**Cele zadań**
**A)** Przekształć w listę akapit tekstu o Jerzym Stuhrze zaczynający się od słów „We wtorek całą Polską” i zachowaj jego główne fakty.
**B)** Wydrukuj bez zmian fragment tekstu o Jerzym Stuhrze, który otwierają słowa zawierające „We wtorek całą”, a zamykają słowa „to wszystko przewalczyć.”.
**C)** Kontynuuj tekst o Jerzym Stuhrze, zaczynając od miejsca po jego ostatnim zdaniu.

**Udostępniony tekst**
++++++
We wtorek całą Polską wstrząsnęła informacja o śmierci Jerzego Stuhra, legendarnego aktora teatralnego, filmowego i dubbingowego, reżysera, pedagoga i pisarza. W chwili śmierci miał 77 lat i od dłuższego czasu walczył o powrót do zdrowia. Jego pierwsze problemy zaczęły się w 1988 roku, kiedy przeszedł zawał. Kolejny miał w 2016 roku, pięć lat po tym, jak dowiedział się, że ma raka krtani. W lipcu 2020 roku przeszedł udar mózgu.
W ostatnich wywiadach, udzielonych przed śmiercią, Stuhr podkreślał, że choroba przewróciła jego cały system wartości i stał się człowiekiem bardziej tolerancyjnym w opiniach. Mówił, że pogodził się z wizją śmierci, ale też wciąż zaznaczał, że wierzy, że jest w stanie to wszystko przewalczyć.
++++++
**Fragmenty rekordów**
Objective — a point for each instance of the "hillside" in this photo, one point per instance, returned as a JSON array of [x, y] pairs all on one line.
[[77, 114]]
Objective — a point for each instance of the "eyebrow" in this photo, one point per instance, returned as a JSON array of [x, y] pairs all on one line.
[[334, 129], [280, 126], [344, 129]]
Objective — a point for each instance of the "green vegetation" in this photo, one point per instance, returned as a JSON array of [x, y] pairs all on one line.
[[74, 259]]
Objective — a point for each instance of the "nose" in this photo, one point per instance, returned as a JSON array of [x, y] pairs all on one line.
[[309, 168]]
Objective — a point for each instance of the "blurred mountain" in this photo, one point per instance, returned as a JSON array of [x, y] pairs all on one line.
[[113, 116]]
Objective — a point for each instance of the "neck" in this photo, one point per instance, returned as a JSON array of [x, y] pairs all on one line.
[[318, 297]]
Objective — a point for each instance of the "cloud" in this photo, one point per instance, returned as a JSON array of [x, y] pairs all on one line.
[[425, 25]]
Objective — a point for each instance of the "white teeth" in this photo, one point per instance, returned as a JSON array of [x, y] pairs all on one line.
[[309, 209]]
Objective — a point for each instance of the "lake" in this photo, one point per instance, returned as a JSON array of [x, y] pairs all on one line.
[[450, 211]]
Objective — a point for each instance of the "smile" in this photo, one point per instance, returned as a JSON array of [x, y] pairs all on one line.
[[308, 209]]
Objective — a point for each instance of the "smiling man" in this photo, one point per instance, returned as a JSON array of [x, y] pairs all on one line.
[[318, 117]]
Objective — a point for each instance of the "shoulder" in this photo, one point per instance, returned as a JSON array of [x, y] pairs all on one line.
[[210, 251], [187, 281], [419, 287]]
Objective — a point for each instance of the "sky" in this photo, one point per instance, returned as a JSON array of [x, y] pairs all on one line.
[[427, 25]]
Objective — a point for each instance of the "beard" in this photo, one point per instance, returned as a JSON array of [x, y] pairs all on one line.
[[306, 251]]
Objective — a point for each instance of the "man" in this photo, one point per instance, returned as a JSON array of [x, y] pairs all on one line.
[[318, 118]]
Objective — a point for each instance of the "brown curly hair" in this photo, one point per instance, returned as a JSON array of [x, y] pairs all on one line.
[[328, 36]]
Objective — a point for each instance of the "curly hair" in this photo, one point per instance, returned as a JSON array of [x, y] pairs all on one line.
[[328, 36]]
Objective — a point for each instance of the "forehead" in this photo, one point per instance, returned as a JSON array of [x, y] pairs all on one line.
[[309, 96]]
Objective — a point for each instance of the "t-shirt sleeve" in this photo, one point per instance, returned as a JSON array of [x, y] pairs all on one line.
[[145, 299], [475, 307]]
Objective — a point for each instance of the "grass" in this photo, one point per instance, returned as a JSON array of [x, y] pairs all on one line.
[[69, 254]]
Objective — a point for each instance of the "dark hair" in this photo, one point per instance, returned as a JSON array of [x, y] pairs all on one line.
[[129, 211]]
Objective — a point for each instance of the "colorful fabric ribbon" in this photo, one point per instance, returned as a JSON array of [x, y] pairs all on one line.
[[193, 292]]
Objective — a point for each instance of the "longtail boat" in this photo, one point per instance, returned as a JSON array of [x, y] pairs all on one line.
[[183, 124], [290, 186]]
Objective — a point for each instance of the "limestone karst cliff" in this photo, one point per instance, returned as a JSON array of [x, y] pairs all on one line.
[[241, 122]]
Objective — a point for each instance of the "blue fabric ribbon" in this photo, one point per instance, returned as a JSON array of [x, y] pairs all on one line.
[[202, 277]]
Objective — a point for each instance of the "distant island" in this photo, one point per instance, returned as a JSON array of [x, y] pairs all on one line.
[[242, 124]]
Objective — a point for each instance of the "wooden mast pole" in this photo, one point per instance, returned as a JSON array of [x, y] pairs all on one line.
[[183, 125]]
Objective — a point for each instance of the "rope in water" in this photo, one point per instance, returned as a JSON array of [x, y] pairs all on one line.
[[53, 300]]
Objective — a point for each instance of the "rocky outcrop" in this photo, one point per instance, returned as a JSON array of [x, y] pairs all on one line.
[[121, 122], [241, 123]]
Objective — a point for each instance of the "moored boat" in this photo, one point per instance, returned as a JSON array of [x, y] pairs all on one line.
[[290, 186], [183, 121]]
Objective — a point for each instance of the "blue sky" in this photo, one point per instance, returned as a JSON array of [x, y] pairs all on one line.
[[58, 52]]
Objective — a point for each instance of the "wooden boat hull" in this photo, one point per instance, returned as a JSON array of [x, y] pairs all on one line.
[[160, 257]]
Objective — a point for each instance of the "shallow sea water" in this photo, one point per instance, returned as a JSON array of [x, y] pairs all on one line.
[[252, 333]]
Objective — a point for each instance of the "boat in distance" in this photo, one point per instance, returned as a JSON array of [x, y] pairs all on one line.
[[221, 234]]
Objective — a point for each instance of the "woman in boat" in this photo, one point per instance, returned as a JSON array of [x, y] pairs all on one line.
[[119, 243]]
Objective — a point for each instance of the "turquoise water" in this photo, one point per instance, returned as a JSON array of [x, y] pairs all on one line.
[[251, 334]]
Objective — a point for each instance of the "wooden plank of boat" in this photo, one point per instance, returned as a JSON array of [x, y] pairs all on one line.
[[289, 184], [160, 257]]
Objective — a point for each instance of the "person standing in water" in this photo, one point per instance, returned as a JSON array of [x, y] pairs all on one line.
++++++
**Oczekiwane odpowiedzi**
**A)**
- We wtorek dotarła informacja o śmierci Jerzego Stuhra, aktora teatralnego, filmowego i dubbingowego, reżysera, pedagoga i pisarza.
- W chwili śmierci miał 77 lat i od dłuższego czasu walczył o powrót do zdrowia.
- 1988: pierwszy zawał.
- 2016: kolejny zawał, pięć lat po tym, jak dowiedział się o raku krtani.
- Lipiec 2020: udar mózgu.

**B)**
We wtorek całą Polską wstrząsnęła informacja o śmierci Jerzego Stuhra, legendarnego aktora teatralnego, filmowego i dubbingowego, reżysera, pedagoga i pisarza. W chwili śmierci miał 77 lat i od dłuższego czasu walczył o powrót do zdrowia. Jego pierwsze problemy zaczęły się w 1988 roku, kiedy przeszedł zawał. Kolejny miał w 2016 roku, pięć lat po tym, jak dowiedział się, że ma raka krtani. W lipcu 2020 roku przeszedł udar mózgu.
W ostatnich wywiadach, udzielonych przed śmiercią, Stuhr podkreślał, że choroba przewróciła jego cały system wartości i stał się człowiekiem bardziej tolerancyjnym w opiniach. Mówił, że pogodził się z wizją śmierci, ale też wciąż zaznaczał, że wierzy, że jest w stanie to wszystko przewalczyć.

**C)**
„Wodzirej”, „Kiler”, „Seksmisja”. Z tych ról zapamiętamy Jerzego Stuhra
Jerzego Stuhra jego fani zapamiętają z setek różnych ról. Tej pierwszej – Antoniego Gralaka w filmie Krzysztofa Kieślowskiego „Spokój”, a także kolejnych, między innymi w „Bliźnie”, „Amatorze”, „Wodzireju”, „Seansie”, „Bez znieczulenia”, „Przypadku”, „Dekalogu”, „Seksmisji”, „Kilera”, „Kingsajz”, „Dekalogu X”, „Obywatela Piszczyka” i wielu, wielu innych. Aktora wciąż będziemy też kojarzyć z niezliczonych ról dubbingowych, jednak głównie z wcielenia w Osła ze „Shreka”. W trakcie swojej kariery wyreżyserował także wiele produkcji, które zdobyły uznanie, w tym „Pogodę na miłość”, „Korowód”, „Historie miłosne” czy „Duże zwierzę”.
Prywatnie, przez wiele lat Jerzy Stuhr był mężem Barbary Kóski, skrzypaczki (później artystki Capelli Cracoviensis i założycielki zespołu Amar Corde). Wspólnie mają dwoje dzieci: Macieja – również aktora i Mariannę, artystkę.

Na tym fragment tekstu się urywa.